● **Quoted passage**

◇ ◇ ◇ ◇

The shape of each holder hole 2 may be any one of per se known
shapes for holder holes. As best shown in FIG. 1, the holder holes
2 are arranged into a number of groups each corresponding to a
single chip, and a reinforcing member 3 is buried within the
support member 1 in an integral manner.
[0031] The reinforcing member 3 extends to a vicinity of the outer
periphery of the support member 1 generally in the shape of a disk,
and is provided with a plurality of rectangular openings 3a each
for accommodating a corresponding group of the holder holes 2.
Thus, the reinforcing member 3 occupies a part of the support
member 1 where the holder holes 2 are absent or sparsely
distributed.
[0032] In this support member assembly for a contact probe head,
the reinforcing member 3 is formed as a plate member made of heat
resistant and low thermal expansion alloy, such as invar and
Kovar.TM., which is formed with the openings 3a corresponding to
individual chips by etching, laser machining, stamp forming or
other mechanical metal working process, and is integrally buried in
the support member made of plastic material by insert molding in
the illustrated embodiment. Thus, the support member 1 is
integrally incorporated with the reinforcing member 3. Because the
area of the support member 1 corresponding to each opening 3a of
the reinforcing member 3 is filled with the plastic material, the
holder holes 2 can be formed both easily and accurately, and the
reinforcing member 3 prevents the thermal deformation of the
support member 1.

◇ ◇ ◇ ◇

● **Brief 1**
Write out the entire passage on the contact probe head support member verbatim.
The passage and the records have nothing to do with each other.

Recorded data
◇ ◇ ◇ ◇

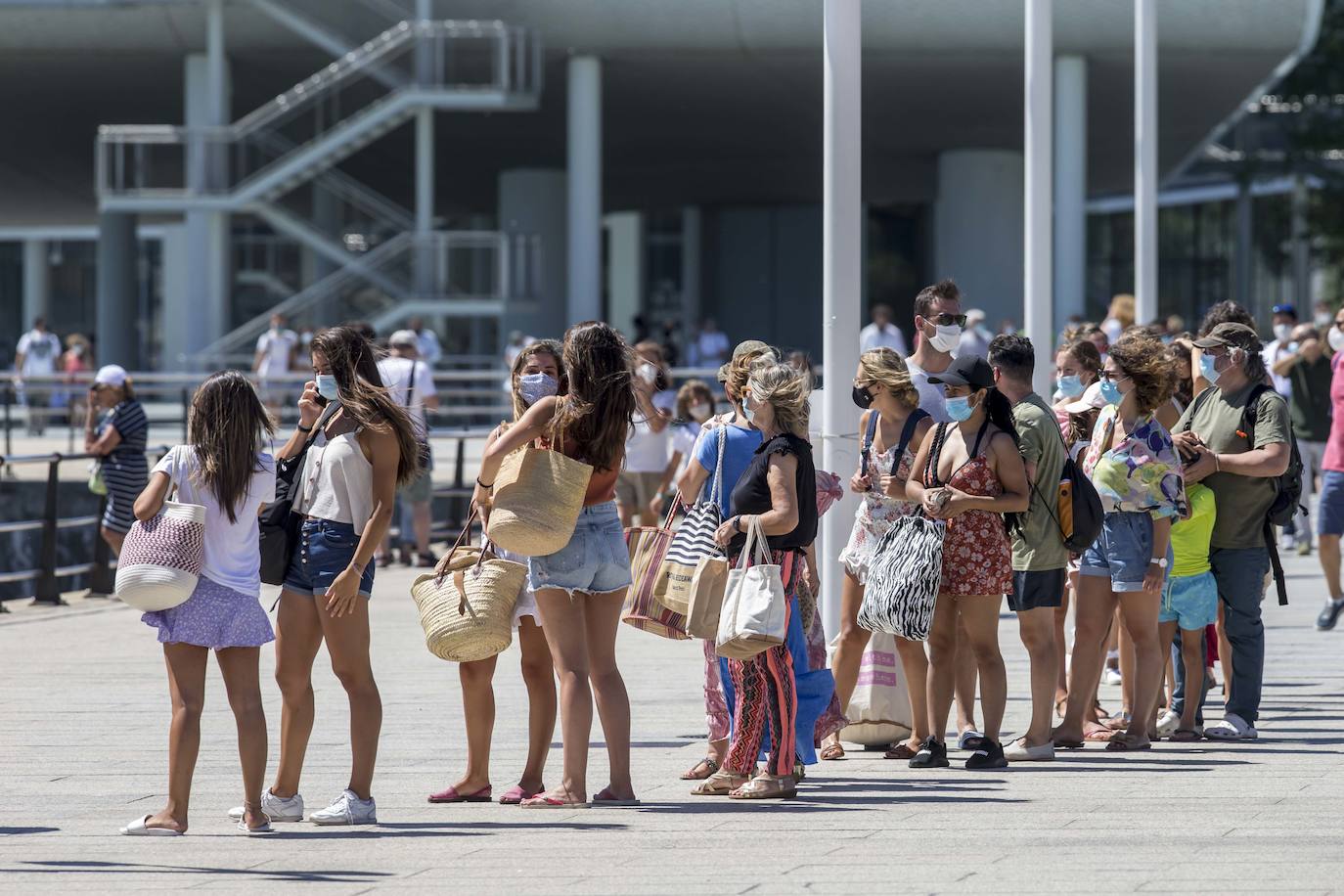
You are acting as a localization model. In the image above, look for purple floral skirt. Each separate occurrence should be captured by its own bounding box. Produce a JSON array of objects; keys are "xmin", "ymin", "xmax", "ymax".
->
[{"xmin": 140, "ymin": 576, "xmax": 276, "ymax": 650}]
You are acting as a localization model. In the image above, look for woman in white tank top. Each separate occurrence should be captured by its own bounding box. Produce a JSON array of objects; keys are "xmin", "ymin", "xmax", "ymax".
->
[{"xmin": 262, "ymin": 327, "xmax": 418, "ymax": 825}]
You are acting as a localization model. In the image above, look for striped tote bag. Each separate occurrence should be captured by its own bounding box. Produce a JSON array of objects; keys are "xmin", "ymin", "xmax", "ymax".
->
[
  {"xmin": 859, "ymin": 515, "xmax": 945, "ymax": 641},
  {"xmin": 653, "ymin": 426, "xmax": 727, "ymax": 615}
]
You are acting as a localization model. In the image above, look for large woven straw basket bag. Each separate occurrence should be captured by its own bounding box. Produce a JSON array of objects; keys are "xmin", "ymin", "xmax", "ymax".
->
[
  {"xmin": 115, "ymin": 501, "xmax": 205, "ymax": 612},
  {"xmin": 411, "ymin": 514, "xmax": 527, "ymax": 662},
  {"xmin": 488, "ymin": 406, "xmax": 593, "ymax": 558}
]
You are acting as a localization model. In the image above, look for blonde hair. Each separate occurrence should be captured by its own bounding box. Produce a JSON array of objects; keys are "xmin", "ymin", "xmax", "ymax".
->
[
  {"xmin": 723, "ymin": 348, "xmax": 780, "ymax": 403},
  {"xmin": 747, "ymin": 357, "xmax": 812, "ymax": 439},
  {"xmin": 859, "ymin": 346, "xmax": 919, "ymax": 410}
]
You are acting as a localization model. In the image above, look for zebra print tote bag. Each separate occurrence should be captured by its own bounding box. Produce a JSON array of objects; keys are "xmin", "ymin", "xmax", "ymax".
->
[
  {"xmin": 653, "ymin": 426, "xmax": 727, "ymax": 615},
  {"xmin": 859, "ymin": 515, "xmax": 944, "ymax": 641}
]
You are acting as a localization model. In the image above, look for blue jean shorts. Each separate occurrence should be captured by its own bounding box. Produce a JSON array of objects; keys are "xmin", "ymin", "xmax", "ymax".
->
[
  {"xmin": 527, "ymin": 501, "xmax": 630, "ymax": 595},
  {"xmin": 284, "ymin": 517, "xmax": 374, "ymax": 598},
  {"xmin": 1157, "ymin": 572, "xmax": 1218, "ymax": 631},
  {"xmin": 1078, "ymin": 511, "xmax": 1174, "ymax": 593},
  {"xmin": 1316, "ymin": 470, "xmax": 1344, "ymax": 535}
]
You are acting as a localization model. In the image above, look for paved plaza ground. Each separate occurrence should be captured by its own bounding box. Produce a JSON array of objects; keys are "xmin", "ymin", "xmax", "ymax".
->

◇ ◇ ◇ ◇

● **Brief 2**
Give again the lines of the records, starting with the line that contains "look for blonde" and going on through the end of the records.

● **Correct result 1**
The shape of each holder hole 2 may be any one of per se known
shapes for holder holes. As best shown in FIG. 1, the holder holes
2 are arranged into a number of groups each corresponding to a
single chip, and a reinforcing member 3 is buried within the
support member 1 in an integral manner.
[0031] The reinforcing member 3 extends to a vicinity of the outer
periphery of the support member 1 generally in the shape of a disk,
and is provided with a plurality of rectangular openings 3a each
for accommodating a corresponding group of the holder holes 2.
Thus, the reinforcing member 3 occupies a part of the support
member 1 where the holder holes 2 are absent or sparsely
distributed.
[0032] In this support member assembly for a contact probe head,
the reinforcing member 3 is formed as a plate member made of heat
resistant and low thermal expansion alloy, such as invar and
Kovar.TM., which is formed with the openings 3a corresponding to
individual chips by etching, laser machining, stamp forming or
other mechanical metal working process, and is integrally buried in
the support member made of plastic material by insert molding in
the illustrated embodiment. Thus, the support member 1 is
integrally incorporated with the reinforcing member 3. Because the
area of the support member 1 corresponding to each opening 3a of
the reinforcing member 3 is filled with the plastic material, the
holder holes 2 can be formed both easily and accurately, and the
reinforcing member 3 prevents the thermal deformation of the
support member 1.

● **Correct result 2**
You are acting as a localization model. In the image above, look for blonde hair. Each separate occurrence should be captured by its own bounding box. Produce a JSON array of objects; keys are "xmin", "ymin", "xmax", "ymax".
->
[
  {"xmin": 723, "ymin": 348, "xmax": 780, "ymax": 403},
  {"xmin": 747, "ymin": 357, "xmax": 812, "ymax": 439},
  {"xmin": 859, "ymin": 346, "xmax": 919, "ymax": 410}
]
You are acting as a localization model. In the image above, look for zebra print tote bag. Each separate occurrence should be captured by its own bounding box. Produce a JSON array of objects; keys are "xmin", "ymin", "xmax", "ymax".
->
[
  {"xmin": 653, "ymin": 426, "xmax": 727, "ymax": 615},
  {"xmin": 859, "ymin": 515, "xmax": 944, "ymax": 641}
]
You are acting as a localization model. In the image above, look for blue jean shorts. Each separate occurrence should be captured by its own bounding box. Produce a JSON array of objects; keys are "xmin", "ymin", "xmax", "ymax".
->
[
  {"xmin": 527, "ymin": 501, "xmax": 630, "ymax": 595},
  {"xmin": 284, "ymin": 517, "xmax": 374, "ymax": 598},
  {"xmin": 1157, "ymin": 572, "xmax": 1218, "ymax": 631},
  {"xmin": 1078, "ymin": 511, "xmax": 1174, "ymax": 593},
  {"xmin": 1316, "ymin": 470, "xmax": 1344, "ymax": 535}
]
You are acting as a localization model. In the image above, look for paved plaza ground. Each separate occurrence should be captured by its own bounding box. Produce a JSON array of objects; keys are "xmin", "ymin", "xmax", "ymax".
->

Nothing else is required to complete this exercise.